Article:
====

Horace Vernet à Versailles : « Raphaël des cantines » ou grand peintre du XIXe siècle ?
Horace Vernet, le dernier de la dynastie des Vernet, fait l’objet au château de Versailles d’une magistrale rétrospective. Réunissant quelque 200 peintures, gravures et dessins, elle permet de mettre enfin en lumière l’œuvre d’un des artistes les plus célèbres de son temps.
Lors de l’Exposition universelle parisienne de 1855, quatre peintres vivants furent honorés d’une rétrospective de leur œuvre : Ingres, Delacroix, Alexandre-Gabriel Decamps et Horace Vernet (1789-1863). Tous eurent, en leur temps, leurs laudateurs et leurs contempteurs, mais on est obligé de constater que si les deux premiers occupent une place majeure dans l’histoire de l’art français, leurs collègues ont connu un sort bien moins favorable. On laissera ici de côté (l’excellent) Decamps pour ne considérer, à l’occasion de cette vaste rétrospective, que le « cas » Vernet. Gloire nationale (chahutée) de son vivant, couvert de décorations, tenu, de la Russie des tsars à l’Angleterre victorienne, pour l’un des grands peintres français, Vernet fut plus qu’une célébrité, il fut un artiste populaire dont la gravure diffusa les œuvres – celles célébrant la légende napoléonienne surtout – au cœur des foyers français. La présente exposition donne aussi l’occasion de s’interroger, à travers un spectaculaire « dévissage », sur les revirements de l’histoire du goût.
Horace, ô désespoir !

====

Extraits de données d'annotation par points
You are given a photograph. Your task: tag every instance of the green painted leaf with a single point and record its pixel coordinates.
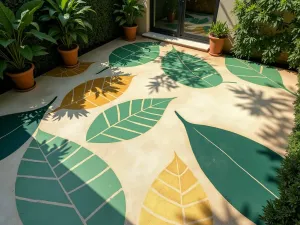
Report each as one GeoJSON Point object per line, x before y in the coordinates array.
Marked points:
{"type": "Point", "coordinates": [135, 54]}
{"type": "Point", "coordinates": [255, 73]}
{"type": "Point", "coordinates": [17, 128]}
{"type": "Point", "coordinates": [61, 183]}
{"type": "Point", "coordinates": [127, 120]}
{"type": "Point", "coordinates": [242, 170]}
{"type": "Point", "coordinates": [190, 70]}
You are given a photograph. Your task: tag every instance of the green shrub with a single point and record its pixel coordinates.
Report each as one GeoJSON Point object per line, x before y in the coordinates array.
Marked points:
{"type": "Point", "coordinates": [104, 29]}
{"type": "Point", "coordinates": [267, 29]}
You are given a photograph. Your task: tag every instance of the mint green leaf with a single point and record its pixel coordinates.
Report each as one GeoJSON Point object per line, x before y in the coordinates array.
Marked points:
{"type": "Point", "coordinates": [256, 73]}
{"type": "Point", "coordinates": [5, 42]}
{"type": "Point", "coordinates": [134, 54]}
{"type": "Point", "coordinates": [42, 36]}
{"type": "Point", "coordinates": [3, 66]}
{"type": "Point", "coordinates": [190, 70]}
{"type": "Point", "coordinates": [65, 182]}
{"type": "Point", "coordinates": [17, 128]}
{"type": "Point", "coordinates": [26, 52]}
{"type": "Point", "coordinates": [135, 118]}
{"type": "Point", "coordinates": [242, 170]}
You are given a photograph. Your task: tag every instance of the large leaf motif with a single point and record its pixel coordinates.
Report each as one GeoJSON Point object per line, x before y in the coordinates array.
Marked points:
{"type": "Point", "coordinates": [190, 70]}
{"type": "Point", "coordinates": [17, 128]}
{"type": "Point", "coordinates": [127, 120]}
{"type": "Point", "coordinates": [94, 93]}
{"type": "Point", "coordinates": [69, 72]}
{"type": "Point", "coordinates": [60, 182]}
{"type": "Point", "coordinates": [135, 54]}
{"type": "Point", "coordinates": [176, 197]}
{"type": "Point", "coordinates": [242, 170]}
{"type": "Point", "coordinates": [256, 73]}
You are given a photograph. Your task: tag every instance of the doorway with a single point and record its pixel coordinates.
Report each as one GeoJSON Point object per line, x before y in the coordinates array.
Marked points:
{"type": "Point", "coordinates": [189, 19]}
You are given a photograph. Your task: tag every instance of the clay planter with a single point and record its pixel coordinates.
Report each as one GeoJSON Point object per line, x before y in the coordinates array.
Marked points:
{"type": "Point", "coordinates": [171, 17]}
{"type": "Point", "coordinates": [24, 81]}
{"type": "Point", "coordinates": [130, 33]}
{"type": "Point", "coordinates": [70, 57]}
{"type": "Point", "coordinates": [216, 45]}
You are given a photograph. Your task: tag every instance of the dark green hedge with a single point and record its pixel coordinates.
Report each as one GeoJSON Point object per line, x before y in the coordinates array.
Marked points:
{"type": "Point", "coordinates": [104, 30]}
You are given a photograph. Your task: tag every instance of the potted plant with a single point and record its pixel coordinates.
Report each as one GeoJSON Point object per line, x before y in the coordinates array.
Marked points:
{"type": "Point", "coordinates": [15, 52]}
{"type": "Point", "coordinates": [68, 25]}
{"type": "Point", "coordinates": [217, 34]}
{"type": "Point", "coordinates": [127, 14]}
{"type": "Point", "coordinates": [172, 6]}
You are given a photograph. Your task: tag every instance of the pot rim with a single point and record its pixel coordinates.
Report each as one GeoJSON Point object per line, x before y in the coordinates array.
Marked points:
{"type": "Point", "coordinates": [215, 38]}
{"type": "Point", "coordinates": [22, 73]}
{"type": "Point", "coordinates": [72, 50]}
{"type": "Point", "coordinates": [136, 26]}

====

Consigne:
Recopiez le passage de l'article sur Horace Vernet commençant par « Horace Vernet, le » et allant jusqu'à « de son temps. », en remplaçant « rétrospective » par « exposition ».

Réponse attendue:
Horace Vernet, le dernier de la dynastie des Vernet, fait l’objet au château de Versailles d’une magistrale exposition. Réunissant quelque 200 peintures, gravures et dessins, elle permet de mettre enfin en lumière l’œuvre d’un des artistes les plus célèbres de son temps.